## What the task requires
Beginning at the line containing "Expected: a marker on each instance of the parking", give again every line through the end of the data, unchanged and with both ends included. Drop any pictures.
**** The data ****
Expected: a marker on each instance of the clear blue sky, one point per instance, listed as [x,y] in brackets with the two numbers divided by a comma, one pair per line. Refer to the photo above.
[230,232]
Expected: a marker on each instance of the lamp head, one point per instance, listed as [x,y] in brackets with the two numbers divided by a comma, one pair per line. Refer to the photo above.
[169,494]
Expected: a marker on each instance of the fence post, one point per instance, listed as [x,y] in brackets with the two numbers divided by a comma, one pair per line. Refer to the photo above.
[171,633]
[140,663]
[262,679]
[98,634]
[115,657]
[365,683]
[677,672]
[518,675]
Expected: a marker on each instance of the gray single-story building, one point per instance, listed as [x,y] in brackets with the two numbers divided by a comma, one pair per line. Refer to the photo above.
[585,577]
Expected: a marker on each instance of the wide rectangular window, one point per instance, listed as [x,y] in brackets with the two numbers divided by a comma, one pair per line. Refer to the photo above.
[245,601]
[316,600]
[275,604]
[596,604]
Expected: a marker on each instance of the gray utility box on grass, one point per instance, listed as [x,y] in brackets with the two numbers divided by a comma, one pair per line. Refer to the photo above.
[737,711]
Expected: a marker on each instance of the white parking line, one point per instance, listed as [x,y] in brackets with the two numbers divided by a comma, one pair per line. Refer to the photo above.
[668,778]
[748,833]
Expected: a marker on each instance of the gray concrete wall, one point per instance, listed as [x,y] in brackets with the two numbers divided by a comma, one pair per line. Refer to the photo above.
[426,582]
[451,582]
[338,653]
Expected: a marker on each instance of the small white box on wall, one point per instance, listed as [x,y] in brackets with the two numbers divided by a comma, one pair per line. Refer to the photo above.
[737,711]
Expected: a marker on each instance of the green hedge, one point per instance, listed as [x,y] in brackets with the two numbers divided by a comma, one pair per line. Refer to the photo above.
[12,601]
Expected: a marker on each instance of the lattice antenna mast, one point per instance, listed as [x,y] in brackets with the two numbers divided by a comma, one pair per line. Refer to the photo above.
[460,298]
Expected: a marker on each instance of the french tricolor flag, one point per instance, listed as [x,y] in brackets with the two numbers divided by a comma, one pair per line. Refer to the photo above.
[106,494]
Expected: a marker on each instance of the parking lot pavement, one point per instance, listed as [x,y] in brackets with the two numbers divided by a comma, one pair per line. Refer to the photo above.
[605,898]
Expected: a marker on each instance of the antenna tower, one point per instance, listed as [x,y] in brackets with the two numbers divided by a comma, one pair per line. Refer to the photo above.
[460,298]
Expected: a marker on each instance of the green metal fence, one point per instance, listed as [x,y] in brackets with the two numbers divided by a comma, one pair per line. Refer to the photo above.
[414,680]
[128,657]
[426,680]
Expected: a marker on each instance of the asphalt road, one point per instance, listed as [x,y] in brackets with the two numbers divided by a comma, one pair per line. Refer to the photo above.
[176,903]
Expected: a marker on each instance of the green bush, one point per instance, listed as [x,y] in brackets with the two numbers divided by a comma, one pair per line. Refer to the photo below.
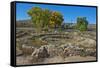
****
## Exercise response
Expected: a marker on each instance of the parking lot pavement, one point per instance, listed as [x,y] in brackets with the two numbers divided by a comma, one pair per line. Refer to the photo above.
[605,898]
Expected: a marker on each instance of the antenna tower, one point per instance, listed as [x,y] in brackets with the two numbers divided by a comma, one pair per line. Refer to the photo above.
[460,298]
Expected: a marker on each instance of the green metal fence, one point per instance, listed as [x,y] in brackets with the two numbers divided by a comma, one pair per line. Refer to the photo above.
[414,680]
[128,657]
[426,680]
Expected: a marker on each instance of the asphalt road, one point per instance, listed as [x,y] in brackets with the two numbers divided by a comma, one pair per line. Refer to the photo above.
[176,903]
Expected: a marker on each instance of the green bush, one point per instance, listed as [x,y] in brackets with the two numbers divided by a comma, one pair per line. Refer to the photo below.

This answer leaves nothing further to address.